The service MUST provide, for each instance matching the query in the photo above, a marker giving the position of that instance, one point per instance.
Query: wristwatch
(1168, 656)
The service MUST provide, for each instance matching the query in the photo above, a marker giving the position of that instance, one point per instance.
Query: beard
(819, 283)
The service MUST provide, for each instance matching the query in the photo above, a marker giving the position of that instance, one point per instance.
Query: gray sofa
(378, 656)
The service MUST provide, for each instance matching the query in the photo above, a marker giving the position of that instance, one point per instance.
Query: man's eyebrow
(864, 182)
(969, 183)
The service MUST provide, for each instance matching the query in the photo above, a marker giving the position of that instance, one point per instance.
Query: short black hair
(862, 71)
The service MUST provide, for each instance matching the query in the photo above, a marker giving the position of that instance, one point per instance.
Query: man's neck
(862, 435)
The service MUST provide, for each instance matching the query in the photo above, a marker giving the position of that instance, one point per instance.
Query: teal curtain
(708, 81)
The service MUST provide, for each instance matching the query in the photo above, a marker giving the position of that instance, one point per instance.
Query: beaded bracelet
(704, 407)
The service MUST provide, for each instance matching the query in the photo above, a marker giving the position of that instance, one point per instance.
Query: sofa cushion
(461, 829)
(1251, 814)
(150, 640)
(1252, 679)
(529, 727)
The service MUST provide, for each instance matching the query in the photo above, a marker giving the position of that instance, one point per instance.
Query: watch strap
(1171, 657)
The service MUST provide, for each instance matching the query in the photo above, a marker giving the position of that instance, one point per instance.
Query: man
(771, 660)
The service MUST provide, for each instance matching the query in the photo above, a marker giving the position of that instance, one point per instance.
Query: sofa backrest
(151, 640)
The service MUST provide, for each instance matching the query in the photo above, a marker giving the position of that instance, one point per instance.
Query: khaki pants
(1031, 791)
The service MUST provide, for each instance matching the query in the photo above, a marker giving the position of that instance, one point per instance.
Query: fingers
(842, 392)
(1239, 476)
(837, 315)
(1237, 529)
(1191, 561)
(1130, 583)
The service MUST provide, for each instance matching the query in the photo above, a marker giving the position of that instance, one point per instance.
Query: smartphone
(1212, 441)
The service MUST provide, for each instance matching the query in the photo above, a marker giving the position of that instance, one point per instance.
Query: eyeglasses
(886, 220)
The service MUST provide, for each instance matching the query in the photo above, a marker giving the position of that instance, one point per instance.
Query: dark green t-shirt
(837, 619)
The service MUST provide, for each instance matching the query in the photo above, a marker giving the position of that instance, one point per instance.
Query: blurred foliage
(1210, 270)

Exercise description
Restate the material above exactly, leaving nothing out.

Solution for this task
The service MUST provide, for each instance matching the query in the photo above, a marker giving the position of that instance, one point per instance.
Query: wristwatch
(1168, 656)
The service MUST provide, for each instance matching the query in the photo above, a marker giving the position of that instance, one point per instance.
Query: beard
(819, 283)
The service MUST provide, for each instance matching the query in the photo above, a marker giving the position of that instance, one point per instance.
Query: gray sofa
(378, 656)
The service MUST provide, for each instance matching the query in the photo above, a marker giving the position of that instance, one point per instance.
Query: man's eyebrow
(864, 182)
(969, 183)
The service MUST provide, for each instance matching the query in the photo above, a marker giving the position of that instance, one point per instance.
Query: short black hair
(862, 71)
The service MUST provide, for each instance matching the query in the photo above, a marker giving the position of that instance, one point per instance.
Query: man's neck
(862, 435)
The service MUST provide, for each instance matching the query in the photo above, a marker giving the position of that instance, one point per instance.
Query: teal curtain
(708, 81)
The service MUST provide, for each instance matching the query in the photo above, a marker giving the position of that instance, one point per instance.
Query: beaded bracelet
(704, 407)
The service MUST provide, for each instance matching the query in the photo above, a marker giving the position of that instance, one point per instance.
Query: sofa cushion
(461, 829)
(1251, 814)
(150, 640)
(1252, 679)
(529, 727)
The service MUST provide, for each instance matching the query in the photo above, a marker giving the position of that instance, one point per instance.
Query: watch strap
(1171, 657)
The service MUST provide, for each instance matching the query in the photo above, a marker giving the position of that instance, one point per instance.
Query: man
(771, 660)
The service MUST provide, for each instance matching the query in the photo above, a marker giving the position of that instance, one point per instance.
Query: sofa backrest
(151, 640)
The service MUST provide, for each instance matching the query in the photo above, a marker giving the position of that instance, one point per instance.
Query: khaki pants
(1031, 791)
The service MUST provide, for each instance matching the query in the photo above, a marker giving the position of that instance, one point per instance.
Query: fingers
(842, 392)
(1239, 476)
(837, 315)
(1237, 529)
(1191, 561)
(1130, 583)
The service MUST provide, for each instance matching the query in the photo above, a marker giving the position of that instance, one point per instance.
Query: smartphone
(1212, 441)
The service MUST provide, for each instance matching the query in the photo above, a marker giving the position of that instance, one point per instance.
Query: eyeglasses
(886, 220)
The service MUST provide, for each instance matching the query in the photo above, a marker giving the position of that instance, one point per instance.
Query: dark green t-shirt
(837, 619)
The service MUST provide, for each instance matching the query in the photo above, a marker giving the position of that instance, one point per instance.
Query: blurred foliage
(1210, 270)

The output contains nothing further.